Natural language region descriptions:
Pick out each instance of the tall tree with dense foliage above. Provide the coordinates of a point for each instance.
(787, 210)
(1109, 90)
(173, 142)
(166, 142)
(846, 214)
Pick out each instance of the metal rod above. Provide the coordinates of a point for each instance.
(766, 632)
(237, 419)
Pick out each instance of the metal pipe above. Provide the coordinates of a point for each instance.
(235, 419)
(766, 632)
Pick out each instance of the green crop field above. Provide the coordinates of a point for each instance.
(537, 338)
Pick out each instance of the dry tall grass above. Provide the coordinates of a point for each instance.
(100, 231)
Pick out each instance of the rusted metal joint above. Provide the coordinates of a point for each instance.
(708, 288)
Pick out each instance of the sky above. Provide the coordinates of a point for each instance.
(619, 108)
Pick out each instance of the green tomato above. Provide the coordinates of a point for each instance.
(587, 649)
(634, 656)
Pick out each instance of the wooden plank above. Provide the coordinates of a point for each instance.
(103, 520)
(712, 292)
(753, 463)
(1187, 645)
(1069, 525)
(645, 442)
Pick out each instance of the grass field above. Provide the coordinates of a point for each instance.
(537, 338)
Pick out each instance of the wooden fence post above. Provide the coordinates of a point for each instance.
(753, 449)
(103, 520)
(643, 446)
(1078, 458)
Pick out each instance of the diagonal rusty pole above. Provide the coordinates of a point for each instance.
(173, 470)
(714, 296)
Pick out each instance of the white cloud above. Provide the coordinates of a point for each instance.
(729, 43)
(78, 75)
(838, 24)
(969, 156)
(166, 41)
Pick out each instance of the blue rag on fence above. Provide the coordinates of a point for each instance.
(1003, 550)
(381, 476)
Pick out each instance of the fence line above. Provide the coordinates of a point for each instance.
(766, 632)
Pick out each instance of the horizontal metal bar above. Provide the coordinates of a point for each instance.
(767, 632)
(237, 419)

Problem description
Copy out every entry again, exactly as it was given.

Reply to the task
Pick out each instance of the tall tree with dense foliage above. Provide the coordinates of a point for each instance.
(787, 210)
(1109, 90)
(173, 142)
(166, 142)
(846, 214)
Pick out each instance of the metal rod above. Provide the coordinates of a point for each instance.
(766, 632)
(237, 419)
Pick out each instance of the metal pipe above. Provide the coordinates of a point for each instance.
(235, 419)
(766, 632)
Pick out each instance of the green crop field above. Provide the coordinates of a point for each instance.
(537, 338)
Pick out each instance of the dry tall grass above. Provide the coordinates of a point for each instance.
(100, 231)
Pick out each instance of the rusted metal joint above. Provide the coordinates of a point for each instance.
(708, 288)
Pick out each instance of the sky above. Provide the coordinates of a point for each instance.
(619, 108)
Pick out each instance of the green tomato above. Provide the coordinates of a point for each instance.
(587, 649)
(634, 656)
Pick out each instance of the wooden plank above. Provide the coordinates of a point for each instance.
(103, 520)
(712, 292)
(753, 463)
(1187, 645)
(1069, 525)
(645, 442)
Pick out each instance of the grass field above. Provide the coordinates of a point for each instance.
(537, 338)
Pick out each instance of the wooden fence post above. Provide the coordinates of a point for each instance.
(753, 449)
(103, 520)
(643, 446)
(1078, 458)
Pick out each instance of the diagonal rusty pole above. Provide the coordinates of a point for each instance.
(173, 470)
(714, 296)
Pick out each instance of the white cloud above. Provide the coordinates of a point for each instance.
(729, 43)
(78, 75)
(838, 24)
(969, 156)
(166, 41)
Pick out each instance of the blue rag on fence above. Provide the coordinates of a point for each instance.
(1003, 550)
(381, 476)
Pick out each instance of the fence line above. Provide the coordinates of a point for each instance.
(766, 632)
Pick out each instance of the horizontal metal bar above. Provide the coordinates of a point for each instance.
(767, 632)
(237, 419)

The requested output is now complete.